::: Provided data :::

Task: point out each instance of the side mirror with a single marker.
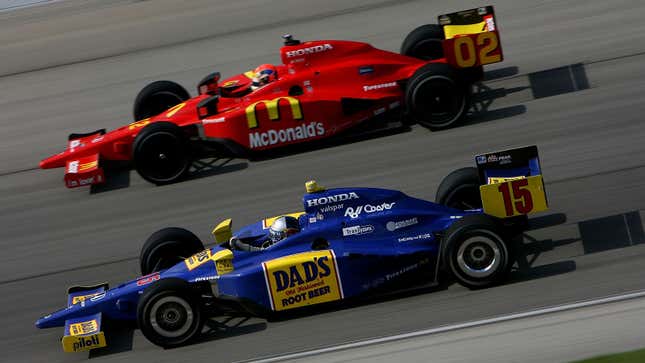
(223, 231)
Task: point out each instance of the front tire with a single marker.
(436, 97)
(475, 253)
(170, 313)
(167, 247)
(157, 97)
(160, 153)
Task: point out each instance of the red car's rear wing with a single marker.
(472, 37)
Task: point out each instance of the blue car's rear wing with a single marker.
(511, 182)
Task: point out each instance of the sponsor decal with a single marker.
(232, 83)
(82, 298)
(331, 199)
(309, 50)
(367, 208)
(139, 124)
(223, 260)
(393, 226)
(98, 297)
(273, 110)
(331, 208)
(206, 278)
(72, 167)
(405, 269)
(379, 86)
(502, 159)
(495, 180)
(302, 279)
(357, 230)
(83, 343)
(365, 70)
(84, 327)
(415, 238)
(141, 281)
(198, 259)
(217, 120)
(272, 137)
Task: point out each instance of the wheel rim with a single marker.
(479, 256)
(161, 157)
(438, 101)
(158, 103)
(428, 49)
(171, 316)
(464, 197)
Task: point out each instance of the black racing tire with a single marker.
(160, 153)
(424, 42)
(167, 247)
(436, 97)
(475, 252)
(170, 313)
(460, 189)
(157, 97)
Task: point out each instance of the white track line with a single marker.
(448, 328)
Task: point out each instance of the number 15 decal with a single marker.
(473, 49)
(514, 197)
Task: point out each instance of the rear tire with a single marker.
(460, 189)
(157, 97)
(424, 42)
(167, 247)
(160, 153)
(435, 97)
(475, 252)
(170, 313)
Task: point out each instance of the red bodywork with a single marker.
(323, 88)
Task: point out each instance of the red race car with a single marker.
(321, 89)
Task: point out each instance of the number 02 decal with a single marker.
(473, 49)
(517, 197)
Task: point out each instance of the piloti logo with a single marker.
(302, 279)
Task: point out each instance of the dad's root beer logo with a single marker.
(302, 279)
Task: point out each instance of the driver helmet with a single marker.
(282, 228)
(264, 74)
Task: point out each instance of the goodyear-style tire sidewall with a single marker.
(160, 146)
(157, 97)
(166, 246)
(170, 314)
(476, 232)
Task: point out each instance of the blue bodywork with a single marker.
(369, 237)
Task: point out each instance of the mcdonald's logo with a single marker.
(273, 109)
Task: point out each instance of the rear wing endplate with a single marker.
(511, 182)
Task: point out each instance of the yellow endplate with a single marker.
(81, 343)
(312, 187)
(450, 31)
(514, 197)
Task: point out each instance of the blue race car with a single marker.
(347, 242)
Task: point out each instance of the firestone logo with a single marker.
(367, 208)
(311, 50)
(331, 199)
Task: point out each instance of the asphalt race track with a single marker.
(572, 82)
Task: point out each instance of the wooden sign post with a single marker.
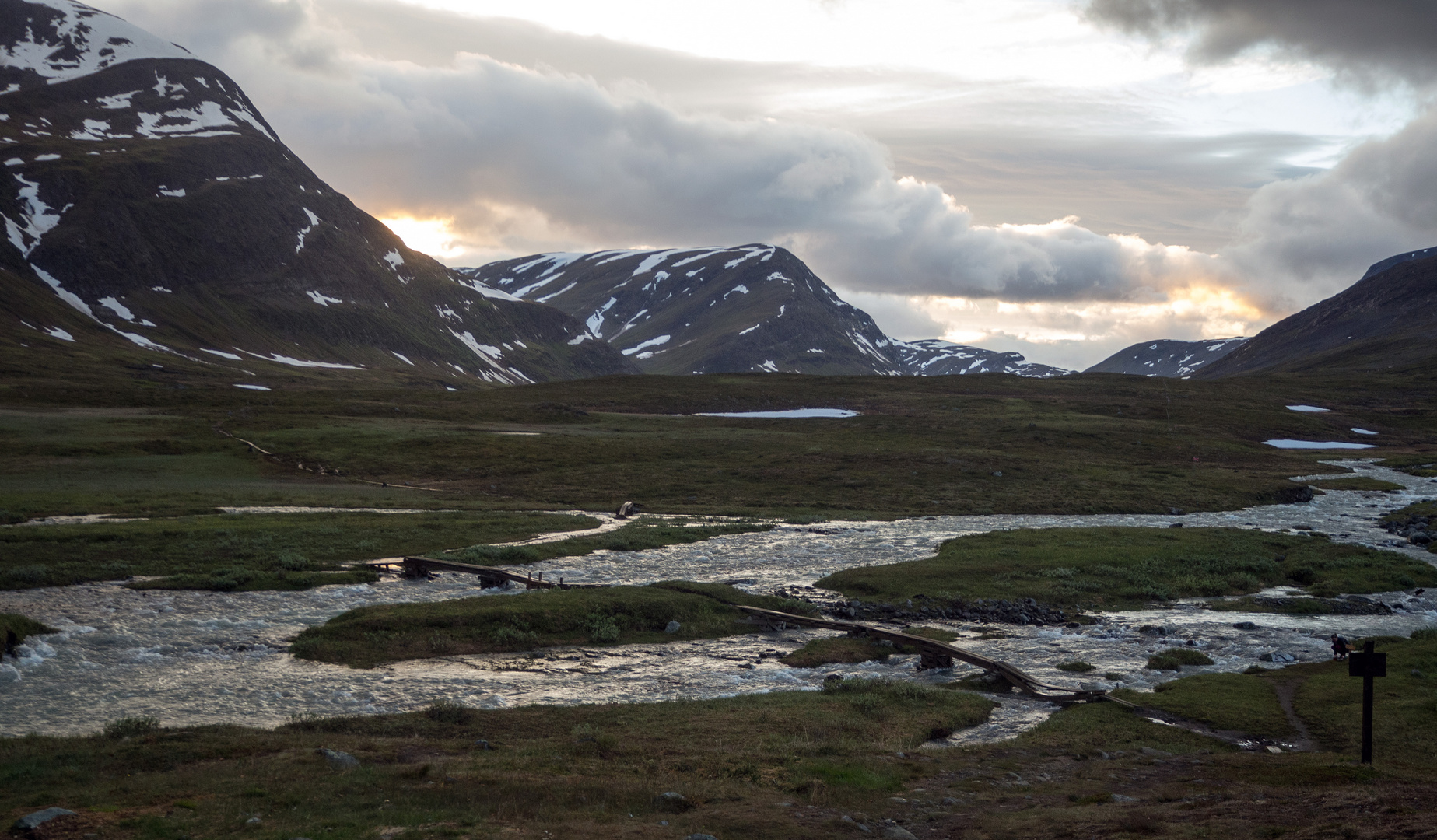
(1367, 665)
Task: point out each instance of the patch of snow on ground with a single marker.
(295, 362)
(117, 308)
(792, 412)
(648, 344)
(303, 232)
(1291, 444)
(65, 295)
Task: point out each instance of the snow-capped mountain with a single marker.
(727, 309)
(1386, 322)
(939, 358)
(703, 310)
(1167, 358)
(145, 191)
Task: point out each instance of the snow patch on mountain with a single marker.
(66, 40)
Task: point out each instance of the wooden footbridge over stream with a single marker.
(931, 653)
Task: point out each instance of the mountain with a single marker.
(1384, 322)
(1165, 358)
(939, 358)
(727, 309)
(145, 191)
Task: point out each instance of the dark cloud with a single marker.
(1311, 237)
(1367, 39)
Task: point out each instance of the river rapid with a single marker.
(191, 658)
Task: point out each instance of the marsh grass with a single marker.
(239, 551)
(1176, 658)
(22, 626)
(638, 536)
(575, 772)
(836, 651)
(1223, 701)
(619, 615)
(1131, 568)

:::

**What to produce**:
Retype every line of the data items above word for word, leaving out the pictures.

**Written answer**:
Task: point out each instance of the side mirror with a single marker.
(223, 231)
Task: point out each instance of the front tire with a single marker.
(436, 97)
(475, 253)
(170, 313)
(167, 247)
(157, 97)
(160, 153)
Task: point out each instance of the red car's rear wing with a single marker.
(472, 37)
Task: point out each instance of the blue car's rear wing with a single marker.
(511, 182)
Task: point out each instance of the sponsor decal with a single marker.
(232, 83)
(82, 298)
(331, 199)
(309, 50)
(367, 208)
(139, 124)
(223, 260)
(393, 226)
(98, 297)
(273, 110)
(331, 208)
(206, 278)
(72, 167)
(405, 269)
(379, 86)
(502, 159)
(495, 180)
(302, 279)
(357, 230)
(83, 343)
(365, 70)
(84, 327)
(415, 238)
(141, 281)
(198, 259)
(217, 120)
(272, 137)
Task: point out each instance of the wheel rim with a single marker.
(479, 256)
(161, 157)
(438, 101)
(158, 103)
(428, 49)
(171, 316)
(464, 197)
Task: point out each instance of the black racing tire with a single marker.
(160, 153)
(424, 42)
(167, 247)
(436, 97)
(475, 252)
(170, 313)
(460, 189)
(157, 97)
Task: point out each instance of the white track line with a single marker.
(448, 328)
Task: point out each instance of the number 15 decal with a single marker.
(473, 49)
(514, 197)
Task: point out each instance of the rear tire with a single marker.
(460, 189)
(157, 97)
(424, 42)
(167, 247)
(160, 153)
(435, 97)
(475, 252)
(170, 313)
Task: point out each instance of the red bodywork with a single marker.
(323, 88)
Task: point out each instance of the red race car with a single marker.
(321, 89)
Task: point out each instance of the number 02 decal with a single marker.
(473, 49)
(517, 197)
Task: point out each instance of the piloti logo with a single marker.
(302, 279)
Task: point out each instance of the dad's root beer logo with a single marker.
(302, 279)
Task: point out each instance of the driver helmet with a single marker.
(282, 228)
(264, 74)
Task: point out each instance of the goodyear-style tire sidewall with a single marker.
(160, 146)
(157, 97)
(166, 246)
(170, 314)
(476, 232)
Task: point out each instance of the blue bodywork with a single marker.
(369, 237)
Task: point out each instance of the mcdonald's logo with a single marker.
(273, 109)
Task: point out each instance of the rear wing endplate with a single marker.
(511, 182)
Task: point out each instance of the yellow endplate with a single marker.
(81, 343)
(312, 187)
(450, 31)
(514, 197)
Task: point out each instance of the blue race car with a single marker.
(347, 242)
Task: point out each instance of the firestone logo with a single marker.
(367, 208)
(311, 50)
(331, 199)
Task: point out each instance of the asphalt race track with a single marker.
(572, 82)
Task: point out each instance of the wooden sign post with a single marker.
(1367, 665)
Task: point out each instance of the patch of snow on ground with a single marker.
(295, 362)
(117, 308)
(792, 412)
(648, 344)
(303, 232)
(1291, 444)
(65, 295)
Task: point out each instance of the snow-capped mountain with a single marker.
(727, 309)
(1386, 322)
(939, 358)
(703, 310)
(1167, 358)
(145, 191)
Task: point out each instance of the snow patch on mountain with a single marker.
(66, 40)
Task: point out each instance of the wooden footbridge over stream with a single marker.
(931, 653)
Task: point out each instance of the mountain with a single marker.
(1384, 322)
(1165, 358)
(939, 358)
(727, 309)
(145, 191)
Task: point out each instance of the dark cloud with a single marker.
(1311, 237)
(1367, 39)
Task: point out each instance of the river rapid with a single marker.
(191, 658)
Task: point out each instance of the marsh grass with a single marker.
(239, 551)
(1176, 658)
(22, 626)
(638, 536)
(575, 772)
(836, 651)
(1223, 701)
(619, 615)
(1131, 568)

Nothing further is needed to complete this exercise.